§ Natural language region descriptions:
----------

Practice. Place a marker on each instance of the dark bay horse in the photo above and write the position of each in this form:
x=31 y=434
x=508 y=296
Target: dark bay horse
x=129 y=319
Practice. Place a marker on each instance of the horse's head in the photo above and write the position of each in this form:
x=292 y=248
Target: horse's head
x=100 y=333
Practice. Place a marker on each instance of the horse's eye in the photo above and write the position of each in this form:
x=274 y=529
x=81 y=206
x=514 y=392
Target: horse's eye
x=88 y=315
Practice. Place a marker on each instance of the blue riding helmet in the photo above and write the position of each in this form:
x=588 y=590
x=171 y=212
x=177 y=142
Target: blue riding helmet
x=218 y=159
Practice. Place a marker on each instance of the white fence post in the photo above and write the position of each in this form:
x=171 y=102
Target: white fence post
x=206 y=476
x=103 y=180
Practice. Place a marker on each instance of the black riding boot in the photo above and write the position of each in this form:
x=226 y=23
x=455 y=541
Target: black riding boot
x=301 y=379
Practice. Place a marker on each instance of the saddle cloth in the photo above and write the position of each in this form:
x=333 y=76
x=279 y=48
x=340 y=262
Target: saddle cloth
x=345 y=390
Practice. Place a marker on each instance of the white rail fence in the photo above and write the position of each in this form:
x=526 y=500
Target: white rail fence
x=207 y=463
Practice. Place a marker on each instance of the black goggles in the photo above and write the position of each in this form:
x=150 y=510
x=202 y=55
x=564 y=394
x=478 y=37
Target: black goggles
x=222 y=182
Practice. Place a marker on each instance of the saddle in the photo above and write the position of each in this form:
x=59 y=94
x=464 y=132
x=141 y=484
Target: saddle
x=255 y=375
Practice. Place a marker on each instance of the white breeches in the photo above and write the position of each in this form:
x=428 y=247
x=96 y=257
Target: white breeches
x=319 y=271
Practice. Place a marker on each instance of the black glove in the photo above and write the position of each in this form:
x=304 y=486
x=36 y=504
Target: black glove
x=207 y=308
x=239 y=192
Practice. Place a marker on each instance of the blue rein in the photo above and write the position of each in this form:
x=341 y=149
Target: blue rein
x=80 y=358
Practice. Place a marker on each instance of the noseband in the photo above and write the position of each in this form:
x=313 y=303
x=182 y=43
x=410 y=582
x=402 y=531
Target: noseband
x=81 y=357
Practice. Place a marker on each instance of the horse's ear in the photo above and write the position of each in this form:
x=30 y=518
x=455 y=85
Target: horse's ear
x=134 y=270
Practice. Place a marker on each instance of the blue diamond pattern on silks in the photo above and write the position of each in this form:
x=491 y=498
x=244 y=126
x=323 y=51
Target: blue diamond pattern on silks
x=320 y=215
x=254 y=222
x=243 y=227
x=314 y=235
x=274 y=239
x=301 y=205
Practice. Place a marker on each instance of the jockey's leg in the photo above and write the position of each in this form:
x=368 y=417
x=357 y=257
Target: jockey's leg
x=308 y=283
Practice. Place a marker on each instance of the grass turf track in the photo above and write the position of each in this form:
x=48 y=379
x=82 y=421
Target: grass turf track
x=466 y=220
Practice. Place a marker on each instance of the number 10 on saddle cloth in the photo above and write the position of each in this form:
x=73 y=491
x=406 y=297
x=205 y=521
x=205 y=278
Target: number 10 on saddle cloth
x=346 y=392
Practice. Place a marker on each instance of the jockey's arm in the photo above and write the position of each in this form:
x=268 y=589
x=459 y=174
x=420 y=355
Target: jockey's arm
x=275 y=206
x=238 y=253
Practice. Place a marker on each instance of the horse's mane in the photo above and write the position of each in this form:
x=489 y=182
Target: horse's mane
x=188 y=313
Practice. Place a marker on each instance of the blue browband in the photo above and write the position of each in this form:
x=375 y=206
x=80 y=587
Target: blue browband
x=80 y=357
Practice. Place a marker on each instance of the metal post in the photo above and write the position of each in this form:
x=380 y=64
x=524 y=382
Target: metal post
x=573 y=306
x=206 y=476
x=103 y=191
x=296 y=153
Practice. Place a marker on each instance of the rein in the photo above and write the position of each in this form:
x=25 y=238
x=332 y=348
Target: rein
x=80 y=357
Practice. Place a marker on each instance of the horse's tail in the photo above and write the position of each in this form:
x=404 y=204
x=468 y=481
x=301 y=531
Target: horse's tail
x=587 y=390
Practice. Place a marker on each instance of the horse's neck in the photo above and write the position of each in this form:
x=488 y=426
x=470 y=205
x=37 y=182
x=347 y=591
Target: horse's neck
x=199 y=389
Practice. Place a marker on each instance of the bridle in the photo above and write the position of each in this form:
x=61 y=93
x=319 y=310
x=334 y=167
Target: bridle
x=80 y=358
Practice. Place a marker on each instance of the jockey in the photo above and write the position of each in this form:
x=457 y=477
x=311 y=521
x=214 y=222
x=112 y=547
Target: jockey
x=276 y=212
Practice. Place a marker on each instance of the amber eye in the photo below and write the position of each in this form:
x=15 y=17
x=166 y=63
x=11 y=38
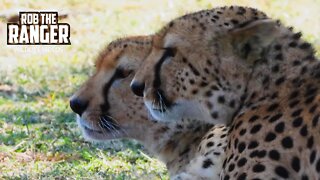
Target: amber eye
x=170 y=52
x=121 y=73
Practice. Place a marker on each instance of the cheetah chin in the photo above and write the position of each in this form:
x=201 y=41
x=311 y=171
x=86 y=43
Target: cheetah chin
x=189 y=110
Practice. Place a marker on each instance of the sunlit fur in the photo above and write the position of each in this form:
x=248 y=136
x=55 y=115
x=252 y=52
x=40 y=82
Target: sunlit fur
x=236 y=66
x=176 y=144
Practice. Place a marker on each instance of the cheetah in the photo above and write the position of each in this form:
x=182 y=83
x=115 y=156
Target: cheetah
x=107 y=109
x=236 y=66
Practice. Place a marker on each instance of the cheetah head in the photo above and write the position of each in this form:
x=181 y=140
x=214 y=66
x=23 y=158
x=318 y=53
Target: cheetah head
x=199 y=64
x=106 y=107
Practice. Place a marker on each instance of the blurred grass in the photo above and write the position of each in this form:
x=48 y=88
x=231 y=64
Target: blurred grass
x=38 y=134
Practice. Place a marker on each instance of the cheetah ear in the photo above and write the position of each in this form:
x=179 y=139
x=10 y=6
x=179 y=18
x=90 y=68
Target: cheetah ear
x=250 y=40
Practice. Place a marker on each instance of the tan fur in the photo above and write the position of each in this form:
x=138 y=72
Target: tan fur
x=255 y=80
x=176 y=144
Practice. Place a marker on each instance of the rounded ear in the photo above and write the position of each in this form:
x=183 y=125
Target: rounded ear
x=250 y=40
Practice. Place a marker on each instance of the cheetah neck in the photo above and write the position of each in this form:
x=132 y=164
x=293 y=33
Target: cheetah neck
x=174 y=143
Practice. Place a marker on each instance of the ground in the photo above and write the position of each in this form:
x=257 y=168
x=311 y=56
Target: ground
x=39 y=137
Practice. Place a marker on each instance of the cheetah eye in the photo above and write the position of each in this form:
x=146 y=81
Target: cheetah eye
x=169 y=52
x=122 y=73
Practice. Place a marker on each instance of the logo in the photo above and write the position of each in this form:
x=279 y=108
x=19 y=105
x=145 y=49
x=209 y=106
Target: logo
x=38 y=28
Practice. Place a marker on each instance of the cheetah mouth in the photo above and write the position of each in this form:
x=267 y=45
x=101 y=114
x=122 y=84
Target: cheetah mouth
x=91 y=130
x=161 y=102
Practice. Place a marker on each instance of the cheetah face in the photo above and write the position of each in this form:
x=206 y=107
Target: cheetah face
x=200 y=71
x=165 y=95
x=106 y=107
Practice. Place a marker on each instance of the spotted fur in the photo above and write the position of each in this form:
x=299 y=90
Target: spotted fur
x=234 y=65
x=112 y=111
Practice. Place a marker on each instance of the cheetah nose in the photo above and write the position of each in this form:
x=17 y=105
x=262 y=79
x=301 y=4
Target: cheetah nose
x=137 y=88
x=78 y=106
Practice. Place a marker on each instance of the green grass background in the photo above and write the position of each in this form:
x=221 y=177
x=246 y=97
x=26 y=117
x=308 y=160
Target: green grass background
x=39 y=138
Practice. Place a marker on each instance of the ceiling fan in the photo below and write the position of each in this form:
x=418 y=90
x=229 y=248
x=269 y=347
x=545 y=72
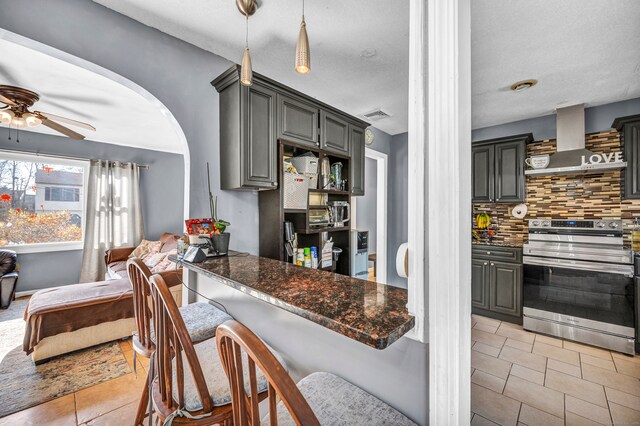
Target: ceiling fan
x=17 y=113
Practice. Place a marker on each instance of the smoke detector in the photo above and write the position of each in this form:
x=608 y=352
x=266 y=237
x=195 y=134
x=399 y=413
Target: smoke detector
x=376 y=114
x=519 y=86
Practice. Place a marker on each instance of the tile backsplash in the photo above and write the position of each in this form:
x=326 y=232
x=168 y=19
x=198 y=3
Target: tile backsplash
x=592 y=196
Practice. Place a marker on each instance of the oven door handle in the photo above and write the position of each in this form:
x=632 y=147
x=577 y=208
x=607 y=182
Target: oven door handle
x=609 y=268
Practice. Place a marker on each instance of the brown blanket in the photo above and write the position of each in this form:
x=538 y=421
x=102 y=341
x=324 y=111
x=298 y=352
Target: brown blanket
x=73 y=307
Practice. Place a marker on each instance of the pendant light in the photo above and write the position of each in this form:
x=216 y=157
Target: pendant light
x=303 y=55
x=246 y=7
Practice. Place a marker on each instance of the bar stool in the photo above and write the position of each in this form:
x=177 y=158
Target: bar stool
x=318 y=399
x=201 y=321
x=191 y=386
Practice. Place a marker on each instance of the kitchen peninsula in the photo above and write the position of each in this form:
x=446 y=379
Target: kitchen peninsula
x=321 y=321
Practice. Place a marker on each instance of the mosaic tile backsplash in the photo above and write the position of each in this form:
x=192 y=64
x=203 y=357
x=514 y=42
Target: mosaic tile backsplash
x=592 y=196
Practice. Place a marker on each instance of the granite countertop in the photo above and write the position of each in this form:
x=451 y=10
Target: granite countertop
x=497 y=244
x=371 y=313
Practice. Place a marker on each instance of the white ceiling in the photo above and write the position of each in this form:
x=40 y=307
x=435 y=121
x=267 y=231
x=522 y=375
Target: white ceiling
x=579 y=50
x=75 y=92
x=338 y=33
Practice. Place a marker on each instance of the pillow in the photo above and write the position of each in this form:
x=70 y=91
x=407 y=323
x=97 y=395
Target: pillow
x=152 y=259
x=165 y=264
x=145 y=248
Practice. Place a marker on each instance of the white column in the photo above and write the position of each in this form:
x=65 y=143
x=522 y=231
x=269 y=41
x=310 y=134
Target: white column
x=440 y=200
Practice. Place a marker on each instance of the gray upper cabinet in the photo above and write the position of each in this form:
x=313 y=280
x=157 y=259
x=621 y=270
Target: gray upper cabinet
x=254 y=118
x=297 y=121
x=509 y=176
x=356 y=136
x=498 y=169
x=334 y=133
x=259 y=141
x=482 y=164
x=629 y=128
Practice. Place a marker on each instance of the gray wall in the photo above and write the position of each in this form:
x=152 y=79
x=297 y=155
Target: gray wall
x=177 y=73
x=396 y=147
x=161 y=188
x=366 y=205
x=597 y=119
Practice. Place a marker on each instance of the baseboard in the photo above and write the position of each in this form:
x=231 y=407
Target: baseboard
x=20 y=294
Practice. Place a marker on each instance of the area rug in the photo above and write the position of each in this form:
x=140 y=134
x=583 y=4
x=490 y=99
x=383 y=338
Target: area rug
x=23 y=384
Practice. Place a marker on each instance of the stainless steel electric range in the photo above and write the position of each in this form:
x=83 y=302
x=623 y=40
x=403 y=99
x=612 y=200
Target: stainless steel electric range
x=578 y=282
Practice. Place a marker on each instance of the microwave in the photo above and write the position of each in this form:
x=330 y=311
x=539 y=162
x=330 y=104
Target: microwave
x=319 y=216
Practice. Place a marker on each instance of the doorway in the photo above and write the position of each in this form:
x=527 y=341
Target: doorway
x=371 y=213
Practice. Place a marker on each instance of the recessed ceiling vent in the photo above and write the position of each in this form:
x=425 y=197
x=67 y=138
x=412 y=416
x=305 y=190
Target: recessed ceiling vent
x=376 y=114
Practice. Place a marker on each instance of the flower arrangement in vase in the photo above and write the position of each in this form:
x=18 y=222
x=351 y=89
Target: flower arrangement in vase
x=219 y=238
x=483 y=231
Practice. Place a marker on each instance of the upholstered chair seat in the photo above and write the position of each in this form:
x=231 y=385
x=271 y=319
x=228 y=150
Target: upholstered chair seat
x=215 y=377
x=335 y=401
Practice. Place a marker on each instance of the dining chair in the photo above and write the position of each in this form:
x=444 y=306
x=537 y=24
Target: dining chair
x=318 y=399
x=201 y=321
x=191 y=386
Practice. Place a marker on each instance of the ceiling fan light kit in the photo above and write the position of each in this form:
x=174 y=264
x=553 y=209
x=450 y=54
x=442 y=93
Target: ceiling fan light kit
x=303 y=53
x=16 y=113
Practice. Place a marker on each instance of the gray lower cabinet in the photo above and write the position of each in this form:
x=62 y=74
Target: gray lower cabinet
x=334 y=133
x=298 y=121
x=498 y=169
x=629 y=128
x=496 y=282
x=356 y=136
x=480 y=283
x=505 y=288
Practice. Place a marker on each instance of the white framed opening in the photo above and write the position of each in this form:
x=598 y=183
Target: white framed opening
x=382 y=178
x=382 y=170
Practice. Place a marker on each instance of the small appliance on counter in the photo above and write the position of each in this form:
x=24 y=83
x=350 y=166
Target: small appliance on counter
x=340 y=213
x=360 y=254
x=289 y=237
x=325 y=173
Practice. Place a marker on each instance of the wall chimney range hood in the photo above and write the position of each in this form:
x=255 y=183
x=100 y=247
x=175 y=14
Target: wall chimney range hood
x=571 y=157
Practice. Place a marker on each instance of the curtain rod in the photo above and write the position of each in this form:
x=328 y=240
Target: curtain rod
x=66 y=157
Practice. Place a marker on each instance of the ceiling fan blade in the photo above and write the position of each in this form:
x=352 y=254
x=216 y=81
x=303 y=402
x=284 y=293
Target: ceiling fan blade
x=60 y=128
x=7 y=101
x=66 y=120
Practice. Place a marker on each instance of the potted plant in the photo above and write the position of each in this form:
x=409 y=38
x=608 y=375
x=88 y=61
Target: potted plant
x=219 y=238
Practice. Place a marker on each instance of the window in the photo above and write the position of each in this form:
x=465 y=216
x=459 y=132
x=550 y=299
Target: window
x=42 y=205
x=61 y=194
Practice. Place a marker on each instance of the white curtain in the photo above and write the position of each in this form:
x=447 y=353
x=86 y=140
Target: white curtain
x=114 y=214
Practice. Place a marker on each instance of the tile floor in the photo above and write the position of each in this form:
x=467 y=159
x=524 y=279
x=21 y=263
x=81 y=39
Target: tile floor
x=110 y=403
x=518 y=378
x=522 y=378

----------

§ Task directions: From the records above, give again exactly the lines running from the line with "Target: horse's mane" to the line with "x=524 y=382", inclusive.

§ Solution to the problem:
Target: horse's mane
x=188 y=313
Practice. Place a marker on each instance of the blue browband in the photo above and write the position of each in this form:
x=375 y=206
x=80 y=587
Target: blue browband
x=80 y=357
Practice. Place a marker on each instance of the metal post in the photo above and write the position of each in this form:
x=380 y=64
x=524 y=382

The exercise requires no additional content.